◆ PROVIDED PASSAGE
Create a directory of people interested in these styles, so that a client who wants a more ornate building can easily find an architect who will design it for them and artisans who can build it.
Fund fellowships to help artists and architects learn older styles, and promote their work.
If regulatory issues are a major chokepoint, figure out the friendliest jurisdictions and the best strategies for changing the regulations, then lobby.
If cost issues are the major chokepoint, figure out if 3D printing, economies of scale, or novel materials can bring prices down.
If all of this is too ambitious, come up with a roadmap for how to start with small achievable victories and build up to cathedrals and concert halls. For example, maybe we should start by getting someone to produce the sort of Art Nouveau furniture everyone wistfully lists on their Pinterest before grudgingly accepting reality and buying IKEA. If that works, we can leverage what we’ve learned and the publicity we’ve gained to start working on bigger targets.
8. A good primer on political change
Skills needed: understanding political change, writing a primer
Budget: A medium amount of your time? Or maybe you already have one of these?
Payoff: More political change.
Surely this exists. Surely this is already a book (or at least a blog post) and you just need to tell me the name of it. Still, I would really appreciate knowing that name!
Sometimes you have a good idea for political change (again, I’ll bring up the Coalition to Modify NOTA). Probably some people disagree with it, but not too many people, and it’s not some issue like abortion where everyone thinks about it all the time and is at total loggerheads. It’s just some good idea that there should be a law about, but there isn’t. What’s the strategy for turning it into law?

(Collected data entries)

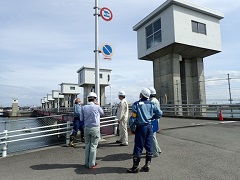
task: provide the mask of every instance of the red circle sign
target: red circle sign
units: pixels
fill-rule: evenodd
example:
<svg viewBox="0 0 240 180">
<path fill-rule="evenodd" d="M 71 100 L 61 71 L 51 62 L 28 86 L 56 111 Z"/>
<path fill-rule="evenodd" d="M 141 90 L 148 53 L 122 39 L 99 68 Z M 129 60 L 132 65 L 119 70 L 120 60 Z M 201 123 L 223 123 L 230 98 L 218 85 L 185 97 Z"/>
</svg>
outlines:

◆ TO DO
Resume the project-ideas passage, picking up right after its final sentence. You won't need the data for this.

◆ ANSWER TO THE EXERCISE
Presumably the first step is convincing a member of Congress or the administrative state. How do you do this? On a very broad level, you should get articles in newspapers, sign petitions, and hold some protests. But suppose you do this. How do you translate this into support? Do you write a letter to your Congressman saying “Dear Senator: I have held eight protests this year and have two thousand signatures on my petition. That seems like a sufficient number of protests and signatures that you need to do something now.” Do the Congressmen just see the protests themselves and take the appropriate action? What if there are already polls saying that most Americans support your idea? Do you still have to do the media campaign / protests thing, or can you just send your Congressman the polls?
Once you have a Congressman on your side, what happens next? I often hear about good ideas that get a Congressman on their side, the Congressman proposes a bill, and it dies in committee even though probably lots of people would have supported it if it had been voted upon. Is there a way to avoid this? Is this your Congressman’s problem, or your problem?
If you want to convince the administrative state to make/repeal some regulation, do you write a letter to the appropriate official? How do you know who that is? Do they care about letters? Do they care how many protests you’ve organized?
Probably these are stupid questions, and the people who understand these issues can explain exactly why they’re stupid and what smart questions I should be asking instead. But these people are rare, their time is valuable, and I would like one of them to have written a book so I can absorb their knowledge. Have they? If not, would someone consider writing it?
Begging the questing
I probably can’t fund all of these ideas. But if you’re interested in taking one of them, mention it in the comments. At the very least you can connect with like-minded people. And I might be able to give you publicity and shop you around to funders.
If you know why one of these ideas is actually really stupid and won’t work / shouldn’t be tried, please comment about that too.